Region pointing data:
━━━━━━━━━━━━━━━━
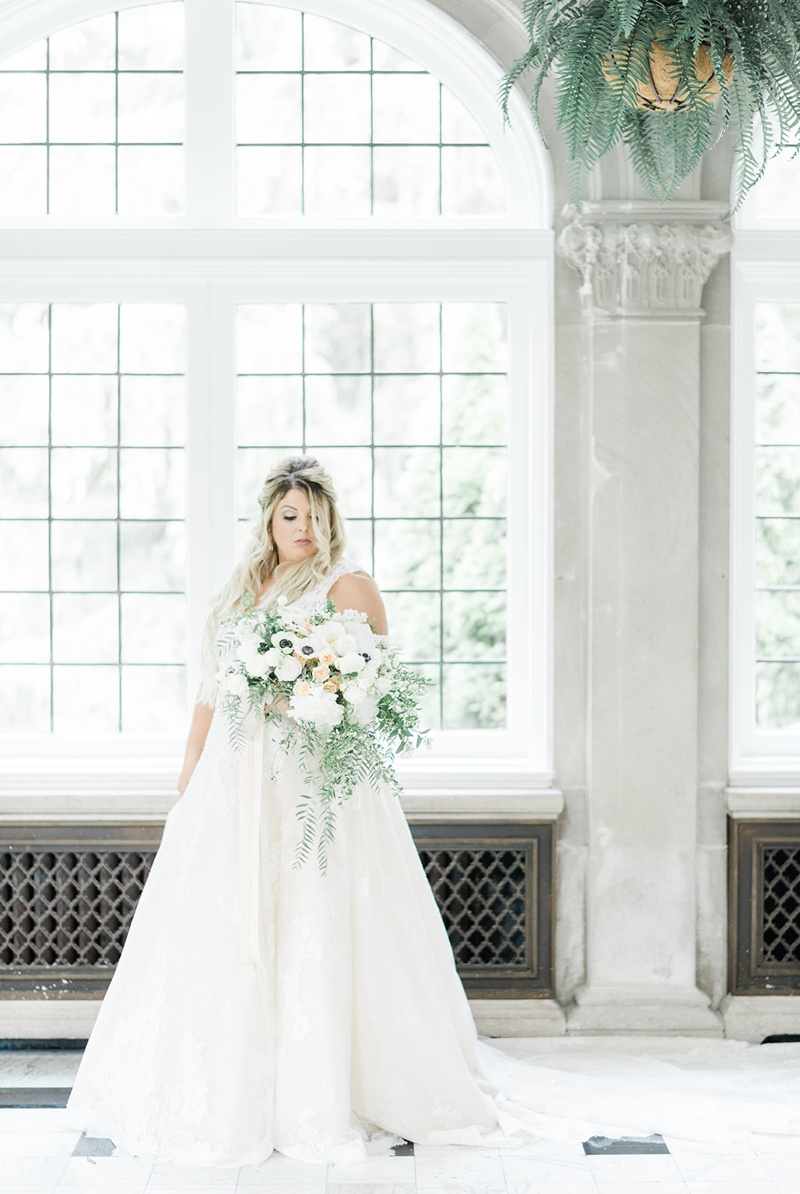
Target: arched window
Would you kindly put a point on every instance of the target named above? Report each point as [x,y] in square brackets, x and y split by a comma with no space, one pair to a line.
[238,229]
[765,482]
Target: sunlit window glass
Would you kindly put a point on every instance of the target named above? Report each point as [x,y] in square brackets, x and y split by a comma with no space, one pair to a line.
[92,118]
[407,405]
[92,527]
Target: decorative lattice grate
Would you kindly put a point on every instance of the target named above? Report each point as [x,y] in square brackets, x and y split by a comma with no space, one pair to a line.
[481,896]
[764,922]
[68,894]
[781,928]
[68,908]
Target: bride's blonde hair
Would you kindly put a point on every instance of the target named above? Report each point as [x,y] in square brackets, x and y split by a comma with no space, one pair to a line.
[259,559]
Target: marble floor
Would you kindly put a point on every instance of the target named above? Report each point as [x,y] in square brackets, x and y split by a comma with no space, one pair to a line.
[40,1155]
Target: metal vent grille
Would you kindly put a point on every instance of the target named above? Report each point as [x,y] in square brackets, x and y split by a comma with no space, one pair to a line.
[781,904]
[68,894]
[67,908]
[482,899]
[764,902]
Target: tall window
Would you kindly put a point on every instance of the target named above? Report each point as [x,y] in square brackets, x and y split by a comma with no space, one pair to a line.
[765,488]
[338,276]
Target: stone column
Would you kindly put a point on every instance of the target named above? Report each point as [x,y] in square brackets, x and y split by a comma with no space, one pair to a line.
[641,282]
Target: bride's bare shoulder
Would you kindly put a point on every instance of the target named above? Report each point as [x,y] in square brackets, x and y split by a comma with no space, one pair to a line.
[358,590]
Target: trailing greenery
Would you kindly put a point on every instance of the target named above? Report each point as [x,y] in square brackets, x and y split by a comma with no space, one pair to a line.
[608,53]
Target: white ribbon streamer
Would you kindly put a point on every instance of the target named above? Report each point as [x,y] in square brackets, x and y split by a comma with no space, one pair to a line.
[250,847]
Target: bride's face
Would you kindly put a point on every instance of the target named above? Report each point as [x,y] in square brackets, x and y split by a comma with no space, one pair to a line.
[291,528]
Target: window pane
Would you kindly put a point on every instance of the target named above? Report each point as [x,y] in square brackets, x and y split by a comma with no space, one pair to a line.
[84,410]
[777,525]
[24,554]
[75,568]
[86,700]
[474,696]
[85,628]
[25,697]
[363,392]
[111,79]
[90,45]
[380,135]
[23,410]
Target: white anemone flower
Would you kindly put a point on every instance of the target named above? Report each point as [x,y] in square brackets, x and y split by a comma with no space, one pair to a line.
[285,641]
[365,711]
[237,683]
[319,706]
[351,662]
[288,669]
[257,664]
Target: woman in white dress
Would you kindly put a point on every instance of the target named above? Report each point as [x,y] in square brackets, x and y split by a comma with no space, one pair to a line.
[349,1032]
[258,1005]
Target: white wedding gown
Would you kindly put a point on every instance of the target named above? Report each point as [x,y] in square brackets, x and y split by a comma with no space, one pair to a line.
[352,1031]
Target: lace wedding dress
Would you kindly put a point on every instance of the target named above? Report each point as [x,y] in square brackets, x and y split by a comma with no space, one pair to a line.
[260,1007]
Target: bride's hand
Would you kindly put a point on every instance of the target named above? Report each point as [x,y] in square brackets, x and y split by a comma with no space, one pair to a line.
[277,706]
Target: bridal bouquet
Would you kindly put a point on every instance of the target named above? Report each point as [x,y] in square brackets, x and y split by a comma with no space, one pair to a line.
[352,703]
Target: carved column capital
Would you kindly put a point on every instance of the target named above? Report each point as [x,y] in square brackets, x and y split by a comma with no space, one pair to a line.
[642,268]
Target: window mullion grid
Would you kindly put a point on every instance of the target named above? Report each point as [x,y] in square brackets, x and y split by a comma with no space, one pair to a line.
[209,128]
[118,380]
[441,523]
[50,506]
[116,133]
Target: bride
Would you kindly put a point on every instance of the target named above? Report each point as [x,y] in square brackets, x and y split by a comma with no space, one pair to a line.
[351,1032]
[322,1016]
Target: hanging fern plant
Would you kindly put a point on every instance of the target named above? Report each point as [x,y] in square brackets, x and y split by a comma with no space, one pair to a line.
[666,78]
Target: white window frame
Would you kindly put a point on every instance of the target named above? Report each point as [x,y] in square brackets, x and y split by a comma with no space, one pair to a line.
[765,268]
[211,259]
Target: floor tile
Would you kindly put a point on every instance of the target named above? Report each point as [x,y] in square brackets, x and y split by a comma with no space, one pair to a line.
[546,1169]
[782,1169]
[166,1174]
[731,1188]
[373,1171]
[34,1096]
[548,1151]
[474,1170]
[380,1188]
[721,1167]
[32,1170]
[13,1188]
[100,1188]
[106,1170]
[620,1170]
[34,1119]
[37,1144]
[580,1186]
[283,1170]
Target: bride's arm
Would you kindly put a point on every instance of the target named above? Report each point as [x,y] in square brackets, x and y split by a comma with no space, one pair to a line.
[195,742]
[356,590]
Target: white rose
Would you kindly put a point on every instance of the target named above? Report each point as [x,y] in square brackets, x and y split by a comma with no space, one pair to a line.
[237,683]
[351,662]
[368,676]
[365,709]
[288,669]
[319,707]
[256,664]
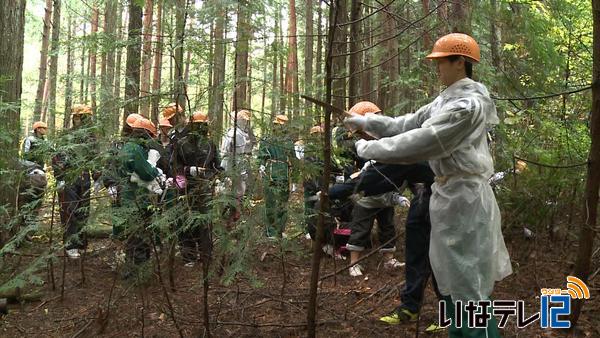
━━━━━━━━━━━━━━━━
The answer is a count and nothing more: lines above that contain "bride".

6